--- SOURCE MATERIAL Enclosed Below ---

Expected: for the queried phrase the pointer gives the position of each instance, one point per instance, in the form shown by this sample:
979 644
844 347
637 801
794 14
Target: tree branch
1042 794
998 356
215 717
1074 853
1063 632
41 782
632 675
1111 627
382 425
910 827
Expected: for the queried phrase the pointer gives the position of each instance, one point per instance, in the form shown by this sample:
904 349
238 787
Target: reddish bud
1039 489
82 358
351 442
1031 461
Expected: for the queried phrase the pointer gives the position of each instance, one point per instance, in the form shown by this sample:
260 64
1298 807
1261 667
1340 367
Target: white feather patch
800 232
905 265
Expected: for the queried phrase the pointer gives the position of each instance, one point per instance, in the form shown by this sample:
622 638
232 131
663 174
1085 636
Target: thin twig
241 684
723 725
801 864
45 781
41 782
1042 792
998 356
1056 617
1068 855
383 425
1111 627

--- End of Enclosed SOURCE MATERIAL ---

Write out the entries in full, exactly as given.

Expected: for the queried phrase the pointer gives the position of each instance, one point per instance, in the form shown by this sample:
979 644
844 347
637 801
794 14
Target: tree branch
1042 794
998 356
215 717
1074 853
1063 632
41 782
632 675
1111 627
382 425
910 827
Expected: for the queried phrase the pointer gives the position of each instance, one point per instance, in the form shown by this sample:
904 349
238 787
Target: reddish bud
1039 489
82 358
351 442
1031 461
Expected: for the queried phrase the pointer gives the position of each instance, one point per instance, in the form shown by this sample:
260 64
1298 807
1261 667
1340 367
Target: white feather patch
800 232
905 265
Expected: for the queried phrase the pointer gives the position of each instance, one point per instance, in the form shown by this sample:
622 638
232 131
663 174
1085 636
Target: thin twig
241 684
723 725
801 864
45 781
41 782
1042 792
998 356
1056 617
1068 855
383 425
1111 627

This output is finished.